### TASK ITEM
Tally every line in the data that has the word "framed" and report only the total.

### Stored data entries
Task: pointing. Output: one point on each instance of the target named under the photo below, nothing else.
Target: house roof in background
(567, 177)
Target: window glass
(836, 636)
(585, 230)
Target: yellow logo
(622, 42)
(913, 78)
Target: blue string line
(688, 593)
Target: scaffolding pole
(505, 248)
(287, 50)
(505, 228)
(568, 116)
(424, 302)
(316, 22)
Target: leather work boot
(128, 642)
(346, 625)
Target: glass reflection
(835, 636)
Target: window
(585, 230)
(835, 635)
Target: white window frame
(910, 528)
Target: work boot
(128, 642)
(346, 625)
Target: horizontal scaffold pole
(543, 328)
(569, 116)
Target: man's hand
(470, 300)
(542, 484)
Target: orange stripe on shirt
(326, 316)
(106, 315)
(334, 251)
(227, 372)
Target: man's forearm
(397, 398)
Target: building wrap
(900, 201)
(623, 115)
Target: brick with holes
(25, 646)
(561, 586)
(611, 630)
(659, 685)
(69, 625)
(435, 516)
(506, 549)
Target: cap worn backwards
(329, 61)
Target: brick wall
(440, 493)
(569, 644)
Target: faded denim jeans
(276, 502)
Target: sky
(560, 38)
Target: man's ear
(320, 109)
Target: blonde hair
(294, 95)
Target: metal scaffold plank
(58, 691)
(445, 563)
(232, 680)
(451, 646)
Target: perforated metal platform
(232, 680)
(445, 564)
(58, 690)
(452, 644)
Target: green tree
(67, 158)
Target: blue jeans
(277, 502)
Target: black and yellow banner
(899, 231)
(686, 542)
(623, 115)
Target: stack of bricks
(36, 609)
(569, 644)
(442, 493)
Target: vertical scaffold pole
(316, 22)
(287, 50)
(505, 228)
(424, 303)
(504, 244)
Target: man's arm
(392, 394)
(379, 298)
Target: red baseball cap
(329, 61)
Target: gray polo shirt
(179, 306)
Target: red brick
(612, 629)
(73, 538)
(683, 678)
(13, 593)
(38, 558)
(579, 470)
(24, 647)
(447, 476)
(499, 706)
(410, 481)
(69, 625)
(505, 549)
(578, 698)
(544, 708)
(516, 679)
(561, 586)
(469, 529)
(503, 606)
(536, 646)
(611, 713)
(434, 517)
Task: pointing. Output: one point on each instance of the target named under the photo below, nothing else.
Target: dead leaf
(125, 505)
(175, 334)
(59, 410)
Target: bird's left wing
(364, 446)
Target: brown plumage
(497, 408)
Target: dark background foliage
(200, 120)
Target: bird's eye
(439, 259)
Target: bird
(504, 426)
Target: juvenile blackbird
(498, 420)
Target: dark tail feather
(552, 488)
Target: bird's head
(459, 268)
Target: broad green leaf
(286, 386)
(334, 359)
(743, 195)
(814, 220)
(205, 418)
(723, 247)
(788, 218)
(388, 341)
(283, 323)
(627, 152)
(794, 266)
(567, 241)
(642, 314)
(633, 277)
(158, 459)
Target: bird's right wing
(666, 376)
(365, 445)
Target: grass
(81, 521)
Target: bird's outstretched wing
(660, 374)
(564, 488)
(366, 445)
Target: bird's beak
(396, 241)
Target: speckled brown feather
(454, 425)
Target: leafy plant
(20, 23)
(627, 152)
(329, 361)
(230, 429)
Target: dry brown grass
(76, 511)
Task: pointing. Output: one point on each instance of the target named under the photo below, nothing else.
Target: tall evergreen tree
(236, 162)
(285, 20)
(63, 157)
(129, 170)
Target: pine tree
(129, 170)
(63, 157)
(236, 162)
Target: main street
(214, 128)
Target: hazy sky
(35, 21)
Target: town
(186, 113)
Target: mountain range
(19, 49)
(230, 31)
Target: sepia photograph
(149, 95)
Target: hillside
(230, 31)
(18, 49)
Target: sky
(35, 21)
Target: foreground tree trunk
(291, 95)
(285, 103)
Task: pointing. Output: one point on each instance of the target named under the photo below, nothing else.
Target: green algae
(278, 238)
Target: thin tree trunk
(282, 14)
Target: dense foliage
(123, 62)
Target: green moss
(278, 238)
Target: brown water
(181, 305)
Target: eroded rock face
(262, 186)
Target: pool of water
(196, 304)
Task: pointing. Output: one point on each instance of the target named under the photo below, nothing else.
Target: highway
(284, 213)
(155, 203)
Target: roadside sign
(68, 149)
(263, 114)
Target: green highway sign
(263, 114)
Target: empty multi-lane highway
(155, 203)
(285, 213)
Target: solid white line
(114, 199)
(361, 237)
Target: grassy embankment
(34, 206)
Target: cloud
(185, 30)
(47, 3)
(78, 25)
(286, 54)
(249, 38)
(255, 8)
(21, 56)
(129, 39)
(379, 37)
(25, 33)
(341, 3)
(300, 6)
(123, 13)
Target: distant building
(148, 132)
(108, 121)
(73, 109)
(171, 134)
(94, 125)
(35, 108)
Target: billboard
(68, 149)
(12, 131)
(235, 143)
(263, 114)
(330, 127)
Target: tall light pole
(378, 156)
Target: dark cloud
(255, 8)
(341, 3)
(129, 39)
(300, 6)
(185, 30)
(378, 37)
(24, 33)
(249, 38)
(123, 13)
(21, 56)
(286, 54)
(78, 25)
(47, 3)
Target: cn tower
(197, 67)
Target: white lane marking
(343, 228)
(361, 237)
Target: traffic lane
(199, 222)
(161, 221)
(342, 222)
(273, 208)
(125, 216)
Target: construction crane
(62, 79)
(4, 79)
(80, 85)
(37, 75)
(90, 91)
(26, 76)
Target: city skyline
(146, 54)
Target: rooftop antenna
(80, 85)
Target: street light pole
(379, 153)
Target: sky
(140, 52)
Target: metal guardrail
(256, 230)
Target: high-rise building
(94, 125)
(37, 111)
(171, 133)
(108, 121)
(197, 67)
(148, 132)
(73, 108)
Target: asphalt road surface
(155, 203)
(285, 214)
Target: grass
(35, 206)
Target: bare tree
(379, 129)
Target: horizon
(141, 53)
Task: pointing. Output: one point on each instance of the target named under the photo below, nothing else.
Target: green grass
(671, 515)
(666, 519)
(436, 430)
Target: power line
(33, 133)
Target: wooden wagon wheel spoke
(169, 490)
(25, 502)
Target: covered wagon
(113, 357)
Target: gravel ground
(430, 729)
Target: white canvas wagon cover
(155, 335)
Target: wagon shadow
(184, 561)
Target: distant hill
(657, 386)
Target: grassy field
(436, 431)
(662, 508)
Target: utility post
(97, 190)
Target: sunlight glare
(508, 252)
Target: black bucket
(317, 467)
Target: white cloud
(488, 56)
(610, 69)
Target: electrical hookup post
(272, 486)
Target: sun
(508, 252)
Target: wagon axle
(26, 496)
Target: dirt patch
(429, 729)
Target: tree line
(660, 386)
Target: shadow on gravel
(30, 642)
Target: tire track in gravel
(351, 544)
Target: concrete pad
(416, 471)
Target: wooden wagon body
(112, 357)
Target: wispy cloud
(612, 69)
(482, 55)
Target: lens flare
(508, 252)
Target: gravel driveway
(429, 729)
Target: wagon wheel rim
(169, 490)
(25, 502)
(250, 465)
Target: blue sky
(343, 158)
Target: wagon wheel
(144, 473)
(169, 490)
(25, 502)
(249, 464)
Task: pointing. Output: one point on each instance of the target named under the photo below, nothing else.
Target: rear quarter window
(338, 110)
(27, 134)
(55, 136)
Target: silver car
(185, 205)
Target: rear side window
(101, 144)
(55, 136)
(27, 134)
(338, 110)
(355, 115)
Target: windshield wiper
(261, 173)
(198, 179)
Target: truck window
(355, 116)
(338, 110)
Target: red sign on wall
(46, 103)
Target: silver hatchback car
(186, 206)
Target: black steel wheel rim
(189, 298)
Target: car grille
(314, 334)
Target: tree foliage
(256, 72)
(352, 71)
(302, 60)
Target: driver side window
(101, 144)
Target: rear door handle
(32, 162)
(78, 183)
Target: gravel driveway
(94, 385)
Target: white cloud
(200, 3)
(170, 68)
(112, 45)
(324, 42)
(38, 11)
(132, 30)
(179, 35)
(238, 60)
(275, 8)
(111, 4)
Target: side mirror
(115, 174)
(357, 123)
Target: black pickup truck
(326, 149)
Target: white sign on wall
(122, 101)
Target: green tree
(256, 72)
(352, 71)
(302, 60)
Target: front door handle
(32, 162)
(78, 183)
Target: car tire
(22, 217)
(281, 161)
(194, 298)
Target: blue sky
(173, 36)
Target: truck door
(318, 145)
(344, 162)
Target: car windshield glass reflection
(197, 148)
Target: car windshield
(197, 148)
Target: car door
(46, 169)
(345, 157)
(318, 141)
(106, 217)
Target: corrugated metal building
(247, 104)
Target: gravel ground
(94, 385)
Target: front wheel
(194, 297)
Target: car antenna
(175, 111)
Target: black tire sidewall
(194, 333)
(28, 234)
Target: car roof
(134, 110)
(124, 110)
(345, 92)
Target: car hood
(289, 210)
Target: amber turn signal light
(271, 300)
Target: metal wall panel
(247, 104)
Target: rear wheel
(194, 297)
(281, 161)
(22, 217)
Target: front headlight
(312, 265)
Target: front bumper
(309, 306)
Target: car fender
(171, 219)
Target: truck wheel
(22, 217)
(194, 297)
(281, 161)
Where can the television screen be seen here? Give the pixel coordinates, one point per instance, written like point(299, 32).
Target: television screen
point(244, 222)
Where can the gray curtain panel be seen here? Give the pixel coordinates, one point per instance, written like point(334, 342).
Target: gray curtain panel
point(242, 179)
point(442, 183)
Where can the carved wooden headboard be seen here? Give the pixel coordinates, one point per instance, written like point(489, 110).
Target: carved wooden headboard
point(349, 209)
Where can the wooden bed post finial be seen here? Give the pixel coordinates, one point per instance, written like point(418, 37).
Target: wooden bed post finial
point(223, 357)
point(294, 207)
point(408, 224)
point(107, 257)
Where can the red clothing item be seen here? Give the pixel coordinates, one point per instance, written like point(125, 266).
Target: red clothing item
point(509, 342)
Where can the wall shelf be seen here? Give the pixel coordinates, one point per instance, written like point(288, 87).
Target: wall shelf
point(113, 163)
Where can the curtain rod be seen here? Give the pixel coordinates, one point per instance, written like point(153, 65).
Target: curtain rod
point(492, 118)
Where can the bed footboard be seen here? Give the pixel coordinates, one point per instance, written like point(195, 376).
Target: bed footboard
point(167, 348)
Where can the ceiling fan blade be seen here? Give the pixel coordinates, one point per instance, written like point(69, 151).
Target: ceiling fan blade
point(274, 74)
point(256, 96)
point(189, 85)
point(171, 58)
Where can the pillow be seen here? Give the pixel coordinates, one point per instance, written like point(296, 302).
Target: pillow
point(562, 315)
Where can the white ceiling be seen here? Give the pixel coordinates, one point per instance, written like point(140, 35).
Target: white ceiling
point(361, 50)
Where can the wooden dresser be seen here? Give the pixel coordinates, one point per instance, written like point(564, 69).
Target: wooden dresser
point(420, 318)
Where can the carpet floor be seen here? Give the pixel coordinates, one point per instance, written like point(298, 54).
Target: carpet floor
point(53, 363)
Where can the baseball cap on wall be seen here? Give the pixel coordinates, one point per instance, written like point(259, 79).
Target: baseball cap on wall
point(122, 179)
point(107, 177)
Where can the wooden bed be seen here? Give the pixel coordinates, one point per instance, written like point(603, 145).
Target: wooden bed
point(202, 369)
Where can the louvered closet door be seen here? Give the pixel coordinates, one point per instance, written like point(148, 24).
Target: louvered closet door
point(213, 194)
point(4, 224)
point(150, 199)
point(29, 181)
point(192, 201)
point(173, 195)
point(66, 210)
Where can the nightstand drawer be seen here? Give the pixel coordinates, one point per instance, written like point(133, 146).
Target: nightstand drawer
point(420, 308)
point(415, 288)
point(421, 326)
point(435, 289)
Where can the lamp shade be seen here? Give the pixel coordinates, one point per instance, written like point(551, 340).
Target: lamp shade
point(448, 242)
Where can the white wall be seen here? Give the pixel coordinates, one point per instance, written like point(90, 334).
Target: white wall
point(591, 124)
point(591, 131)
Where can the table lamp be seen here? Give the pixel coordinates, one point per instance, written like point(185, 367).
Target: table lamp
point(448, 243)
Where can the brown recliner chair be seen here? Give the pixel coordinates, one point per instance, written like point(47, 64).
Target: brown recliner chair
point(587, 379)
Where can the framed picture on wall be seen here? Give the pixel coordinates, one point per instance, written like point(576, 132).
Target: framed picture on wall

### EXPECTED OUTPUT
2